▶ [TASK INSTRUCTIONS]: Reproduce the records below, replacing every occurrence of "shelf-audit" with "store-audit" and keeping all other text unchanged.

·····

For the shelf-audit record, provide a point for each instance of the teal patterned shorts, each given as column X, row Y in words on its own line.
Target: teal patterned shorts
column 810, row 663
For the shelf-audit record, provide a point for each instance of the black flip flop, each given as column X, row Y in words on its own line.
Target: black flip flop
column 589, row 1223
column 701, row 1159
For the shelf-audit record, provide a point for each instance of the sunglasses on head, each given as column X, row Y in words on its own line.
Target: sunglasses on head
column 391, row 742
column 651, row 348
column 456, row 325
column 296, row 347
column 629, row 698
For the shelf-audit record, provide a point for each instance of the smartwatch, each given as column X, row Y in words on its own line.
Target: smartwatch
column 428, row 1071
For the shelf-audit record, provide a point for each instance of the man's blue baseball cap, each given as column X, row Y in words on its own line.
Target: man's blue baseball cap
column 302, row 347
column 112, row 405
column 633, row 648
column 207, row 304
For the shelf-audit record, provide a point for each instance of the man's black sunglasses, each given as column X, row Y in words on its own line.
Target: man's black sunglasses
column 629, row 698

·····

▶ [EXERCISE OUTPUT]:
For the store-audit record, provide a point for each instance of the teal patterned shorts, each given as column X, row Y in words on its own line.
Target: teal patterned shorts
column 810, row 663
For the store-audit record, provide a point for each instance of the black flip flop, each given as column X, row Y in words on its own line.
Target: black flip flop
column 589, row 1223
column 701, row 1159
For the store-audit record, provide a point for each instance of the sunglasses on head, each given as column X, row Y in words on its own line.
Target: sunglasses on head
column 391, row 742
column 651, row 348
column 456, row 325
column 296, row 347
column 629, row 698
For the store-audit record, provide a point for each instance of the smartwatch, each given as column X, row Y in words on its own line.
Target: smartwatch
column 428, row 1071
For the store-audit record, provide a point for each instance of the man's blue baseball cap, each given as column X, row Y in words on its own line.
Target: man's blue baseball cap
column 302, row 347
column 112, row 405
column 633, row 648
column 207, row 304
For the store-audit record, provide a point for each instance of the man's black sunglasses, each given as column X, row Y in words on its own line.
Target: man's black sunglasses
column 629, row 698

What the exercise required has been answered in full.